INSTRUCTIONS FOR THE TASK
What follows is a set of entries. Repeat them exactly, but not their pictures.

——

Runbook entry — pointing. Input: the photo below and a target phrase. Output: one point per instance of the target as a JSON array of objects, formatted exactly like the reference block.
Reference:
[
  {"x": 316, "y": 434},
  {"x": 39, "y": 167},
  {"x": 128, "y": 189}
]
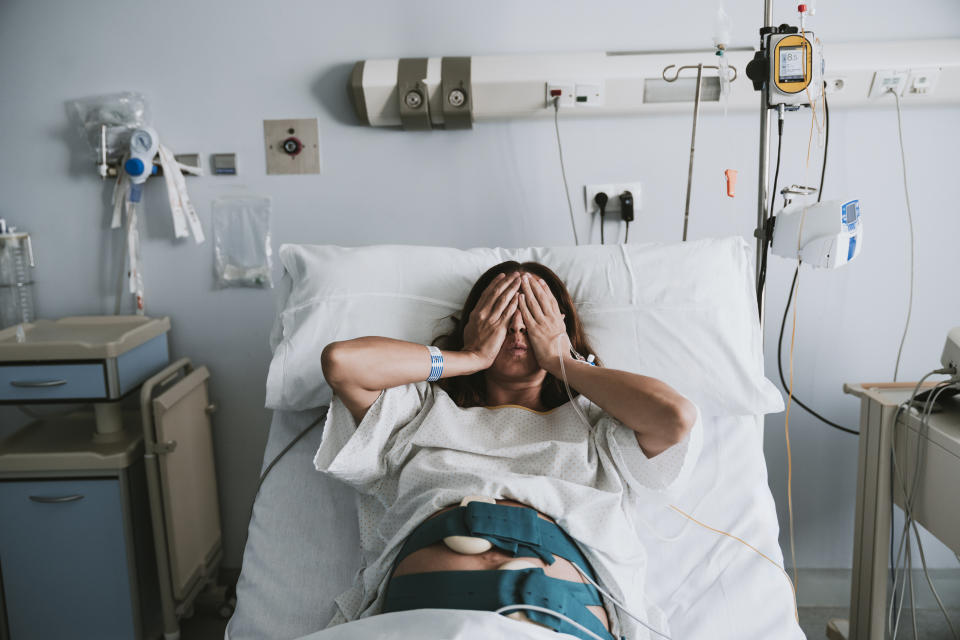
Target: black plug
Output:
[
  {"x": 601, "y": 200},
  {"x": 626, "y": 206}
]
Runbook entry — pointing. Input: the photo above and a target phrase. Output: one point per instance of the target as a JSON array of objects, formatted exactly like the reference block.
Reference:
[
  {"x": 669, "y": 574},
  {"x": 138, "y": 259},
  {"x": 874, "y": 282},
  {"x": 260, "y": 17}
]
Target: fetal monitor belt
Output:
[
  {"x": 518, "y": 531},
  {"x": 492, "y": 590}
]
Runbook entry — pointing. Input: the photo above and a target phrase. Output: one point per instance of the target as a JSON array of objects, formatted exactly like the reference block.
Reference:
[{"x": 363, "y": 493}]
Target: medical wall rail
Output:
[{"x": 422, "y": 94}]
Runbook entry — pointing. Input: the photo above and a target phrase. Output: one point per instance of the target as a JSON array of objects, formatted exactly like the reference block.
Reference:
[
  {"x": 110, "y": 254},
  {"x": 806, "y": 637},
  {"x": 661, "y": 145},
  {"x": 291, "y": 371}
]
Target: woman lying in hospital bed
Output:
[{"x": 492, "y": 489}]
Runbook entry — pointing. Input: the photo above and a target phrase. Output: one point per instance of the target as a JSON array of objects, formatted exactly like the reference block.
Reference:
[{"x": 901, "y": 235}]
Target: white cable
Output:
[
  {"x": 563, "y": 169},
  {"x": 619, "y": 604},
  {"x": 563, "y": 373},
  {"x": 533, "y": 607},
  {"x": 906, "y": 193},
  {"x": 894, "y": 621},
  {"x": 926, "y": 573},
  {"x": 909, "y": 521}
]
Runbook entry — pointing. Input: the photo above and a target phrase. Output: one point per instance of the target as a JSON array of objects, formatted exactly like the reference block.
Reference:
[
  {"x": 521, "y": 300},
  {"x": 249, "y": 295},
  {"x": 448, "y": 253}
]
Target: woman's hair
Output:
[{"x": 471, "y": 391}]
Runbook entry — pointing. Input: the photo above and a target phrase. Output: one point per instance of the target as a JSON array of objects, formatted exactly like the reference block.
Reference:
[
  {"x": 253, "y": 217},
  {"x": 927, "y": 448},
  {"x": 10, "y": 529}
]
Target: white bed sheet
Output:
[{"x": 301, "y": 549}]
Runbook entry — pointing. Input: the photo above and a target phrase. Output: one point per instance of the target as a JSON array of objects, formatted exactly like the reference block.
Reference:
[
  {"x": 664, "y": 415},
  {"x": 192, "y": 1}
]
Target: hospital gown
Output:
[{"x": 416, "y": 451}]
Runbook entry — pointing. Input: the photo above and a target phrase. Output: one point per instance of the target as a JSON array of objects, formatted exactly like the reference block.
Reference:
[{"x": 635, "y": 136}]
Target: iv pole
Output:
[{"x": 764, "y": 178}]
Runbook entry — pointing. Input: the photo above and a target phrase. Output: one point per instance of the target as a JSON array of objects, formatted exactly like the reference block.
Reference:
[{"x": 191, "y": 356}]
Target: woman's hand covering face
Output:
[
  {"x": 543, "y": 320},
  {"x": 487, "y": 326}
]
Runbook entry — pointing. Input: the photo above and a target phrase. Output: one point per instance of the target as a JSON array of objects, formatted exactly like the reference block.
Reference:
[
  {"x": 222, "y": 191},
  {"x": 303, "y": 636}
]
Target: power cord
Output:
[
  {"x": 263, "y": 476},
  {"x": 563, "y": 169},
  {"x": 783, "y": 324},
  {"x": 626, "y": 212},
  {"x": 906, "y": 193},
  {"x": 762, "y": 279},
  {"x": 601, "y": 201},
  {"x": 893, "y": 621}
]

——

FULL ANSWER
Runbook entry — pointing. Input: the photo below and a target phrase. Output: one point per instance of the target as a JSON array of objects, formatted exactly like the reference block.
Reference:
[
  {"x": 316, "y": 434},
  {"x": 39, "y": 167},
  {"x": 128, "y": 189}
]
Target: black plug
Output:
[
  {"x": 601, "y": 200},
  {"x": 626, "y": 206}
]
Runbook entry — pointing. Input: the photo above and a target phrase. Output: one point per instance of the target as a JSON array of objects, formatted exactly like the reference block.
Reference:
[
  {"x": 669, "y": 574},
  {"x": 138, "y": 259},
  {"x": 874, "y": 282},
  {"x": 260, "y": 17}
]
Target: fetal monitor belt
Output:
[
  {"x": 518, "y": 531},
  {"x": 492, "y": 590}
]
Runbook entry — pointing. Input: the photo above and a target phrase. Output: one point per instance of the target as a JSON array of objects, formatted exactly like the reference block.
Reference:
[{"x": 363, "y": 493}]
Target: medical wall rail
Output:
[{"x": 422, "y": 94}]
Runbook entry — pointing. Input: the photo above and a target phrase. Output: one point per instance of the target as a JSON array of objects, formatted exactly like the reference block.
Reference:
[
  {"x": 110, "y": 254},
  {"x": 806, "y": 637},
  {"x": 661, "y": 145},
  {"x": 291, "y": 371}
]
Target: woman lying in hospital bed
Output:
[{"x": 492, "y": 489}]
Runbook entry — pointing. Input: the photo above and a target phrase. Output: one point per instance of the target as a JSON array of objects, formatted exactly like the reference block.
Reference:
[{"x": 901, "y": 235}]
Target: white cable
Output:
[
  {"x": 563, "y": 169},
  {"x": 619, "y": 604},
  {"x": 563, "y": 373},
  {"x": 533, "y": 607},
  {"x": 906, "y": 193},
  {"x": 894, "y": 621},
  {"x": 926, "y": 573},
  {"x": 909, "y": 521}
]
Runbook entry — pointing. Input: the photo above and a target phrase. Output: one point per instance of the target as a JSON array of objects, formatted exactly like the reference block.
Reference:
[
  {"x": 521, "y": 300},
  {"x": 249, "y": 295},
  {"x": 448, "y": 253}
]
Target: woman's hair
Output:
[{"x": 471, "y": 391}]
Runbook entry — pointing. Input: the photo above and a target phrase. Output: one point per instance of the target as a JSON array of objects, formatted exactly like the reference block.
Reference:
[
  {"x": 253, "y": 217},
  {"x": 927, "y": 448},
  {"x": 10, "y": 529}
]
Target: white bed sheet
Output:
[{"x": 301, "y": 549}]
Runbook entry — pointing. Input: the photo above and a target phrase. Output: one point per instance of the target as a JSON array of objects, formatted exactly like the reference block.
Reference:
[
  {"x": 664, "y": 415},
  {"x": 192, "y": 1}
]
Target: hospital gown
Output:
[{"x": 416, "y": 451}]
Runbook entry — pointing. Input: the photo above and a target phrase. Output: one point per instance of the target as a JSON array of objects, formatted exactly like the reference block.
Reference:
[{"x": 635, "y": 136}]
Target: iv pole
Output:
[{"x": 764, "y": 178}]
Runbook entry — pointing. Input: the photo above and a target phrase. Output: one point per instance of the target as a JSON array of objects, formatted exactly like the reference block.
Reference:
[{"x": 191, "y": 356}]
Target: woman's hand covering face
Output:
[
  {"x": 543, "y": 320},
  {"x": 487, "y": 326}
]
Runbook entry — pointing. Input: the photo above and a target phrase. Output: one point per instance of the target as a JSON array of objects, formatted exactly like the reference block.
Reference:
[
  {"x": 222, "y": 191},
  {"x": 303, "y": 636}
]
Target: power cord
Output:
[
  {"x": 263, "y": 476},
  {"x": 563, "y": 169},
  {"x": 783, "y": 324},
  {"x": 626, "y": 212},
  {"x": 906, "y": 193},
  {"x": 762, "y": 279},
  {"x": 601, "y": 201},
  {"x": 893, "y": 621}
]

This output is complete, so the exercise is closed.